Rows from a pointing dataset

·····

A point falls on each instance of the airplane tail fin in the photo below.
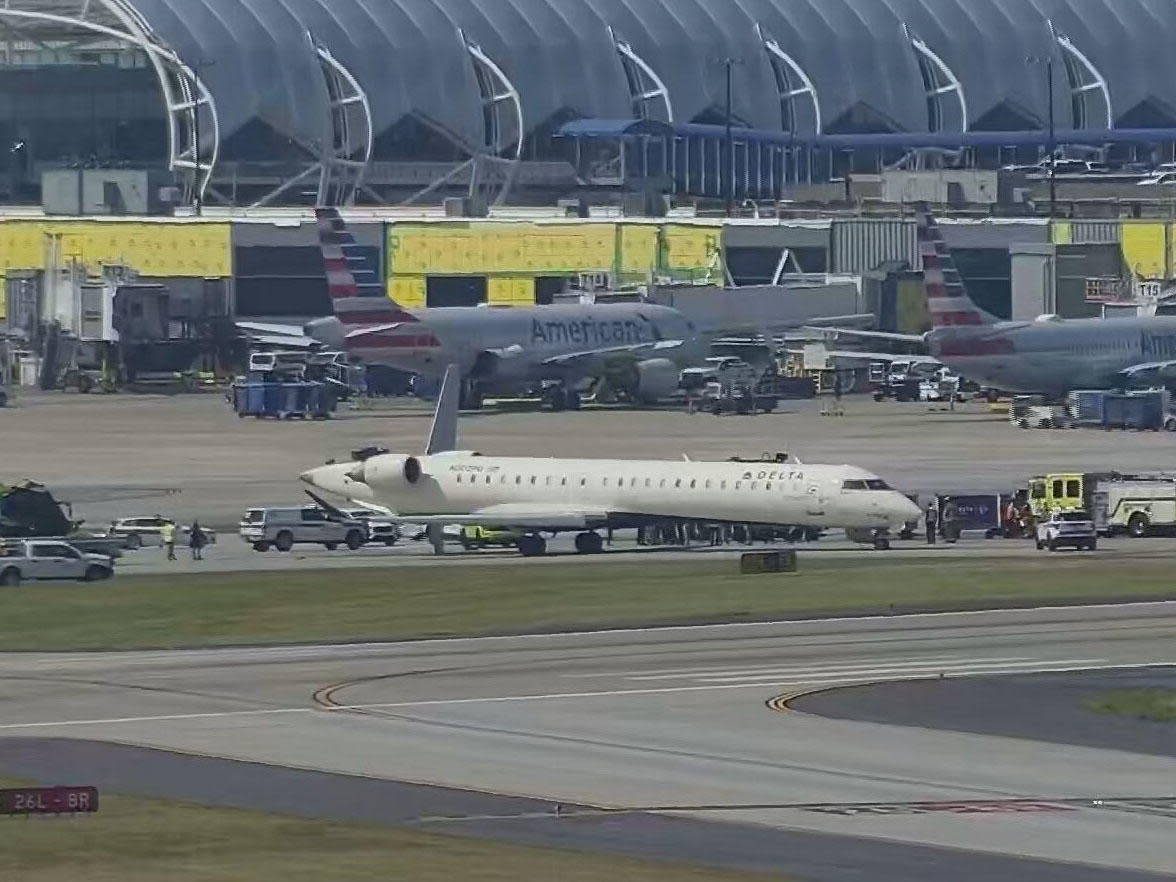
(358, 295)
(443, 433)
(947, 299)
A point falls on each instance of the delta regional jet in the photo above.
(538, 495)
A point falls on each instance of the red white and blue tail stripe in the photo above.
(358, 294)
(947, 300)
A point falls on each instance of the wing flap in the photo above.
(528, 516)
(573, 356)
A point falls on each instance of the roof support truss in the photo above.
(1089, 92)
(943, 89)
(648, 94)
(191, 108)
(794, 86)
(501, 104)
(348, 139)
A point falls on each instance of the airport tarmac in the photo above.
(679, 722)
(189, 456)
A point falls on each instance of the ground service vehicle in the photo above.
(473, 536)
(379, 530)
(282, 528)
(140, 532)
(38, 560)
(1062, 529)
(1136, 505)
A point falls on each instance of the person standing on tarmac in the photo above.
(167, 533)
(196, 541)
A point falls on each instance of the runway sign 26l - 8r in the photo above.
(48, 801)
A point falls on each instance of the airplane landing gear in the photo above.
(470, 395)
(555, 398)
(589, 543)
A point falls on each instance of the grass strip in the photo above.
(1155, 705)
(447, 600)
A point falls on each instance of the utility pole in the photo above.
(1050, 144)
(730, 142)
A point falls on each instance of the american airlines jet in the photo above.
(1049, 355)
(547, 495)
(496, 351)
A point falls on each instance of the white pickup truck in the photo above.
(37, 560)
(1061, 529)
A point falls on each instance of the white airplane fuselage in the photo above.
(616, 492)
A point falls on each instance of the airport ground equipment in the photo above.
(282, 400)
(475, 536)
(974, 513)
(282, 528)
(378, 530)
(1031, 412)
(1136, 505)
(1067, 529)
(139, 532)
(41, 560)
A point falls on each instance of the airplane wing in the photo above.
(374, 329)
(569, 359)
(866, 334)
(518, 514)
(276, 334)
(1150, 369)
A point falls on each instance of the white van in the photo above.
(282, 528)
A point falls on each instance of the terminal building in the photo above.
(293, 101)
(553, 131)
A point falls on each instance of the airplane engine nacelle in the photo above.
(654, 380)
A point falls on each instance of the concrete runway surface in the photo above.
(189, 456)
(675, 722)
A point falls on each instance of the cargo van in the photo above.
(282, 528)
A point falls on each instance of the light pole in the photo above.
(1051, 137)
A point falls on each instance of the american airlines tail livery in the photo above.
(1049, 355)
(498, 351)
(546, 495)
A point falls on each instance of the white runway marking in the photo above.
(1043, 667)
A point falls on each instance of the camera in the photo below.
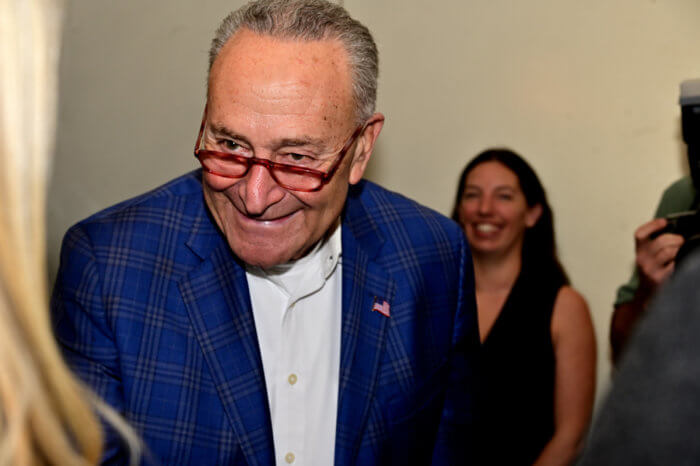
(686, 224)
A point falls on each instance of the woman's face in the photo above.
(493, 210)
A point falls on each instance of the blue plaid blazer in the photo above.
(152, 310)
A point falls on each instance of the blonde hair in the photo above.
(46, 415)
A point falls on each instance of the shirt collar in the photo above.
(308, 274)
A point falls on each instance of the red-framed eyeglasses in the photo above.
(288, 176)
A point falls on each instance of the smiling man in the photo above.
(273, 307)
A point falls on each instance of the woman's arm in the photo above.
(574, 387)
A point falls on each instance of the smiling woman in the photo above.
(538, 348)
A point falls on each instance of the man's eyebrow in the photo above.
(283, 142)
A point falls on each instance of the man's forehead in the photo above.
(264, 75)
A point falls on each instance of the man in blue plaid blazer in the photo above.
(182, 309)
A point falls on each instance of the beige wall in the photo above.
(587, 91)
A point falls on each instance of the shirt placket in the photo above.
(292, 386)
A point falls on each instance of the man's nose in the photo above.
(260, 190)
(485, 205)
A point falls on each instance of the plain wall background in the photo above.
(586, 91)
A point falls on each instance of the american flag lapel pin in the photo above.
(381, 306)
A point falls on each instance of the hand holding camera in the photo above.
(657, 243)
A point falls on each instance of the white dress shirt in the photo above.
(297, 311)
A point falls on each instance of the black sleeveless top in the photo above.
(516, 409)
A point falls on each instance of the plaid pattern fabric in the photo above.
(153, 312)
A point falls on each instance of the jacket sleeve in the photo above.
(83, 331)
(456, 435)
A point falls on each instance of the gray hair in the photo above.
(310, 20)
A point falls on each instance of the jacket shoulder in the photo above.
(394, 215)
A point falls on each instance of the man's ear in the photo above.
(364, 146)
(533, 215)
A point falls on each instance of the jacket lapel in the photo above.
(363, 332)
(218, 303)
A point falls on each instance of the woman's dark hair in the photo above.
(539, 245)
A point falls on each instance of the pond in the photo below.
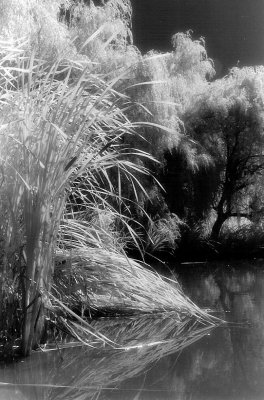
(196, 363)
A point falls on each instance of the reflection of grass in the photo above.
(84, 372)
(97, 281)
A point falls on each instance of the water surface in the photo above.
(161, 362)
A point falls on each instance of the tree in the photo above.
(226, 121)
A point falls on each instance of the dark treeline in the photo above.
(106, 151)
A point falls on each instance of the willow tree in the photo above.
(227, 123)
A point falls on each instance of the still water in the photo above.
(161, 363)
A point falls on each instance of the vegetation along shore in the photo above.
(110, 158)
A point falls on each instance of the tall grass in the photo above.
(58, 123)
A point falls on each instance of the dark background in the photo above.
(233, 29)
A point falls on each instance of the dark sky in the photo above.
(233, 29)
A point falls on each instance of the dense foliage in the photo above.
(88, 128)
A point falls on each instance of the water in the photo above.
(223, 363)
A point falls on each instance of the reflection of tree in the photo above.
(226, 364)
(233, 356)
(143, 341)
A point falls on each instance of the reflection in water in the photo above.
(163, 360)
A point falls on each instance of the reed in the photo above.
(81, 372)
(59, 123)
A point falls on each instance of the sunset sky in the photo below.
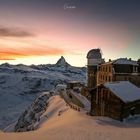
(40, 31)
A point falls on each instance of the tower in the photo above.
(94, 59)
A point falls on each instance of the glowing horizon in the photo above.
(45, 31)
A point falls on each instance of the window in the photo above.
(109, 78)
(109, 68)
(135, 69)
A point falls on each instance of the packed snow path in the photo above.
(73, 125)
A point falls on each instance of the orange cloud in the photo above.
(13, 54)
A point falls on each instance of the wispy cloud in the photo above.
(14, 32)
(10, 54)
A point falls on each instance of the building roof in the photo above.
(125, 90)
(94, 54)
(123, 61)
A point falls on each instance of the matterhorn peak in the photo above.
(62, 62)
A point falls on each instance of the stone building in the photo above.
(94, 59)
(122, 69)
(117, 100)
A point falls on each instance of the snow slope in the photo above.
(21, 84)
(73, 125)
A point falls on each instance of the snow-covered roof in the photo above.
(124, 61)
(125, 90)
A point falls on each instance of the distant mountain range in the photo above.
(20, 84)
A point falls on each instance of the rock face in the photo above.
(62, 62)
(29, 119)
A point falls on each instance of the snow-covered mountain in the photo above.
(21, 84)
(62, 62)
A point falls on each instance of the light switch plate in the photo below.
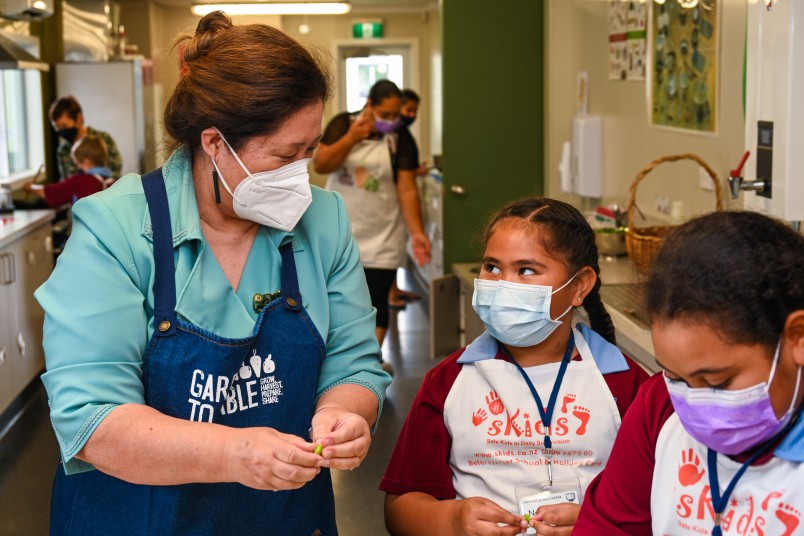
(704, 180)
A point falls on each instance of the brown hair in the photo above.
(567, 237)
(64, 105)
(92, 148)
(245, 80)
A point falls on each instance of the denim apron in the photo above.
(267, 379)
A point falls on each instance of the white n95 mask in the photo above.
(514, 313)
(276, 198)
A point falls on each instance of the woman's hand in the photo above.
(421, 248)
(263, 458)
(556, 519)
(346, 437)
(477, 516)
(361, 128)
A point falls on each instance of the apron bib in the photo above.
(268, 379)
(497, 434)
(366, 183)
(768, 499)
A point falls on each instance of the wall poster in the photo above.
(683, 65)
(628, 21)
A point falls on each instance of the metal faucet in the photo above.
(738, 183)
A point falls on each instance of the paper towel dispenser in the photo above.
(26, 9)
(582, 160)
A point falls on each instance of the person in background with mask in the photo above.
(208, 335)
(372, 162)
(67, 119)
(89, 154)
(514, 426)
(397, 297)
(715, 444)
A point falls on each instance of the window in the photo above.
(22, 140)
(363, 72)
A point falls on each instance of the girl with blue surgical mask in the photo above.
(715, 444)
(519, 422)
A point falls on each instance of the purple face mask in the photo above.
(730, 422)
(384, 126)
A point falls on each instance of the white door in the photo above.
(361, 64)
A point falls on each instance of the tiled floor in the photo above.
(28, 453)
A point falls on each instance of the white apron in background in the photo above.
(497, 437)
(768, 499)
(366, 183)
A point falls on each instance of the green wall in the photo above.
(493, 134)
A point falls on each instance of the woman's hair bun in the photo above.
(214, 22)
(208, 29)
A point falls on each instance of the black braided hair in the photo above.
(740, 273)
(569, 238)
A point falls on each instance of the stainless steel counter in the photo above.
(621, 293)
(21, 222)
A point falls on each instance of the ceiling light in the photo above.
(275, 8)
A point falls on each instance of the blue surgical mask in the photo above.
(516, 314)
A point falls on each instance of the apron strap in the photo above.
(291, 297)
(164, 278)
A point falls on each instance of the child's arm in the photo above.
(421, 514)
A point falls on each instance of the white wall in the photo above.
(577, 37)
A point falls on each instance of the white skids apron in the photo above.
(768, 499)
(366, 183)
(497, 434)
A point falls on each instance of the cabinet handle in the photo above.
(11, 268)
(6, 268)
(21, 345)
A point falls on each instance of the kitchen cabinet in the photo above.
(26, 260)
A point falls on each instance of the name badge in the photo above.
(531, 496)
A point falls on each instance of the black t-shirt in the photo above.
(407, 153)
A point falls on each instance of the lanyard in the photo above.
(719, 501)
(546, 413)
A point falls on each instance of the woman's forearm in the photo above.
(409, 201)
(329, 158)
(418, 514)
(138, 444)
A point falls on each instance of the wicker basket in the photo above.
(643, 243)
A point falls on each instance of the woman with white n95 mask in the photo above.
(209, 335)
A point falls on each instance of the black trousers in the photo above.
(380, 281)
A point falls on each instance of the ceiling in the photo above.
(402, 5)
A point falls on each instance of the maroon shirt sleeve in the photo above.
(420, 461)
(625, 385)
(617, 502)
(75, 186)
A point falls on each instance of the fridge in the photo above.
(112, 99)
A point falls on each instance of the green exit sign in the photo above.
(366, 29)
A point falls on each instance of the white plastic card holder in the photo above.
(531, 496)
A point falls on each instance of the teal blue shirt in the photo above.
(99, 300)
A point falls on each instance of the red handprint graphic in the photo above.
(690, 471)
(790, 518)
(494, 403)
(568, 399)
(479, 416)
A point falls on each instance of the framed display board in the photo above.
(683, 65)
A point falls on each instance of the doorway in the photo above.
(361, 64)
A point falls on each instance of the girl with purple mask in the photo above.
(715, 444)
(372, 162)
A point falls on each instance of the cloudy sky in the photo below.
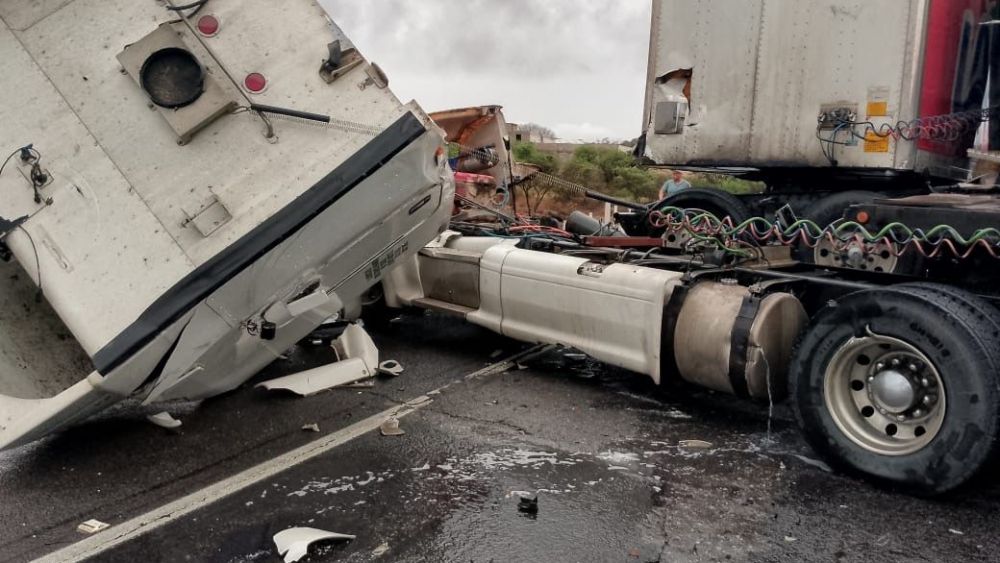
(576, 66)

·····

> Task description: Quote the data above word for word, starting at its first line and ending at the line that contains "(1061, 529)", with both of those lines included. Omit the pictures from your answer.

> Reply to the exercise:
A point falls on each instance of the airplane tail fin in the photo below.
(358, 295)
(443, 433)
(947, 299)
A point falls on each instance of the delta regional jet in the photo above.
(538, 495)
A point falls on each instance of the red white and blue tail stripe in the photo above.
(358, 294)
(947, 300)
A point falls on each instance of the wing flap in the photo above.
(528, 516)
(573, 356)
A point falls on each instance of the roof support truss in the photo above.
(1089, 92)
(943, 89)
(648, 94)
(191, 108)
(794, 86)
(501, 104)
(348, 139)
A point falls on each instance of the airport tarmac in the photo above.
(679, 722)
(189, 456)
A point falls on each instance of the ground service vehicle in the photo above.
(473, 536)
(379, 530)
(282, 528)
(140, 532)
(38, 560)
(1062, 529)
(1136, 505)
A point falls on each instance of the person standing on tarmac in the photo above.
(167, 533)
(196, 541)
A point falls on each instance of the runway sign 26l - 8r in the photo above.
(48, 801)
A point falls on each instance of the airplane landing gear in the photo above.
(470, 395)
(555, 398)
(589, 543)
A point falls on each instance of the grass strip in the photo above.
(1155, 705)
(447, 600)
A point falls on each instance of the utility pole in the photo above.
(1050, 144)
(730, 142)
A point falls on each instance of the american airlines jet in the photo above.
(1049, 355)
(547, 495)
(496, 351)
A point falls on each instance of the white pickup truck in the photo above.
(37, 560)
(1061, 529)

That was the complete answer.